What is being asked: Starting with the first line and ending with the last, copy the entries word for word.

Extracted material:

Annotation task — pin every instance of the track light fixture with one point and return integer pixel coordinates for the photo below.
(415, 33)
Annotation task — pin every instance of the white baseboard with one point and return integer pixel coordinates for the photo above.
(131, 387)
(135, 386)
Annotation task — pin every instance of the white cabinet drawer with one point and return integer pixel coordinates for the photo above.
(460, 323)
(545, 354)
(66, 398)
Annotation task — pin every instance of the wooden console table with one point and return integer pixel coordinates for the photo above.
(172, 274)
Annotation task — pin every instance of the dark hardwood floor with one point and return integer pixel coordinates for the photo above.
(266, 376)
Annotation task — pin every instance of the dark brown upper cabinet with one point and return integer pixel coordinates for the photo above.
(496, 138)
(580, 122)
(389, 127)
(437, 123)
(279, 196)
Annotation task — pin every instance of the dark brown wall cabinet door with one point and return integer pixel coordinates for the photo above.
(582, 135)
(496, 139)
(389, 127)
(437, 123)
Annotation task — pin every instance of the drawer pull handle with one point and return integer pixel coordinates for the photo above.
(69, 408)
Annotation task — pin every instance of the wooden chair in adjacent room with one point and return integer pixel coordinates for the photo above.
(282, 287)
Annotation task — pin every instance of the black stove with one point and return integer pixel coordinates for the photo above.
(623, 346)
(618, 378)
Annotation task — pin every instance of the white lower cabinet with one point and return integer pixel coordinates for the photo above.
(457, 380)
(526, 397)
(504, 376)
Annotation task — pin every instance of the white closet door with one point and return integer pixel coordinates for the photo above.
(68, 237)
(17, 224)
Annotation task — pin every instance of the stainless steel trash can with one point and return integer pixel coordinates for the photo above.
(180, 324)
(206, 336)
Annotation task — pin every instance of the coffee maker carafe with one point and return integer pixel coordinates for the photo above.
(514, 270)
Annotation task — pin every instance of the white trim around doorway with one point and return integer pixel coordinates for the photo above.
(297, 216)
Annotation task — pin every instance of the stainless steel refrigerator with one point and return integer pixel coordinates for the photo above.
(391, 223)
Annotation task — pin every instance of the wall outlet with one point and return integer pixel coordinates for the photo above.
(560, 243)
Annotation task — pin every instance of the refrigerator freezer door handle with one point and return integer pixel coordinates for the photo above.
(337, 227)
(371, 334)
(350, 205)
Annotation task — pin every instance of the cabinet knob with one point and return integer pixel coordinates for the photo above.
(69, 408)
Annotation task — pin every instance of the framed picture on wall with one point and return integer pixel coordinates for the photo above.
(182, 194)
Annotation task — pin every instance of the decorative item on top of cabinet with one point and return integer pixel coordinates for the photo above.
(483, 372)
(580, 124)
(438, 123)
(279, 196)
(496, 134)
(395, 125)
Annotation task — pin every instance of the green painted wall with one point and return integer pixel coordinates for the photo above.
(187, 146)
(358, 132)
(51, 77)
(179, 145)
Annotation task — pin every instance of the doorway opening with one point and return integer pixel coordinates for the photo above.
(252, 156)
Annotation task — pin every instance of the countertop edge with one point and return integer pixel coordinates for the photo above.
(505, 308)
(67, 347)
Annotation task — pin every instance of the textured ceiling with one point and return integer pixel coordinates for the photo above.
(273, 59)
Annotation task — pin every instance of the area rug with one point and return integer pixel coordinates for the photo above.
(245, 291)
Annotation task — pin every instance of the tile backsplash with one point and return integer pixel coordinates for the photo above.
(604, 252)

Response box:
Annotation task — pin every instance of the track light fixture with one point and return integer pixel coordinates for the photo below.
(415, 33)
Annotation task — pin every instance of the white baseboard with one point and return integer pixel coordinates for the photo above.
(131, 387)
(135, 386)
Annotation task — pin every instance of the white cabinet drawer with one point and return integer pixel coordinates for the photo above.
(460, 323)
(545, 354)
(66, 398)
Annotation task — pin every instance of the wooden console table with one point and return integer pixel coordinates for the photo above.
(172, 274)
Annotation task — pin every instance of the dark hardwood floor with one point and return integer pixel coordinates for the photo above.
(266, 376)
Annotation task — pin every instance of the dark brown upper cabinet with one point and return integer pixel coordinates for the photo above.
(496, 138)
(580, 122)
(389, 127)
(437, 123)
(279, 196)
Annotation task — pin every instance of the dark brown wall cabinet door with one point and return integer pixel coordinates for the photo above.
(582, 135)
(496, 139)
(389, 127)
(437, 123)
Annotation task — pin every instance of the drawer pull handle with one point and return integer pixel coordinates for the photo above.
(69, 408)
Annotation task — pin every instance of the wooden chair in adjacent room with one point and return integer pixel coordinates for the photo above.
(282, 287)
Annotation task — pin every instance of the black stove with one point and return integer pixel coordinates for the photo above.
(623, 346)
(618, 378)
Annotation task — pin every instance of the white lower cabinet with one point and return integer pixel coordinates for the photo above.
(457, 380)
(526, 397)
(504, 376)
Annotation task — pin every instance of the white closet door with one point and return integer pixel coordinates for the photo above.
(68, 237)
(17, 224)
Annotation task — pin every instance of the stainless steel trash can with one point and return integer pixel coordinates for the photo above.
(180, 324)
(206, 336)
Annotation task — pin every instance of the coffee maker carafe with one point and return integer pixel coordinates for the photo above.
(514, 270)
Annotation task — pin every instance of the white trim around doorway with one point and return integer pixel coordinates for the photo above.
(297, 216)
Annotation task — pin every instance of the stainless steel refrigerator with one point and return integer pixel coordinates for the photo above.
(391, 223)
Annotation task — pin every instance of the wall outlet with one point and return integer pixel coordinates for the photo above.
(560, 243)
Annotation task — pin every instance of the refrigerator freezer door handle with one point and return integer pixel coordinates for the photo above.
(337, 227)
(371, 334)
(350, 205)
Annotation task — pin every instance of the cabinet knob with one point and return integer pixel coordinates for the photo above.
(69, 408)
Annotation task — pin every instance of the framed picture on wall with one point and return integer pixel coordinates for the photo above.
(182, 194)
Annotation task — pin every instance of the decorative item on top of cabinet with one point and return integer pixel coordinates for the photo above.
(483, 372)
(580, 124)
(438, 123)
(279, 196)
(496, 134)
(395, 125)
Annotation task — pin every instance of the green painted wall with one point and return integer pixel coordinates for the photo above.
(187, 146)
(358, 132)
(51, 77)
(179, 145)
Annotation task — pin every instance of the doorway opening with one point and return integer pixel coordinates for the photo above.
(252, 156)
Annotation task — pin every instance of the countertop edge with one point and return integer pixel coordinates for the photo above.
(505, 308)
(67, 347)
Annotation task — pin every instance of the textured ceiling with one point and return integer pixel coordinates for the photo above.
(273, 59)
Annotation task — pin every instance of the area rug with one point and return integer pixel coordinates for the photo above.
(245, 291)
Annotation task — pin every instance of the tile backsplash with one point and return integer pixel coordinates for the photo above.
(604, 252)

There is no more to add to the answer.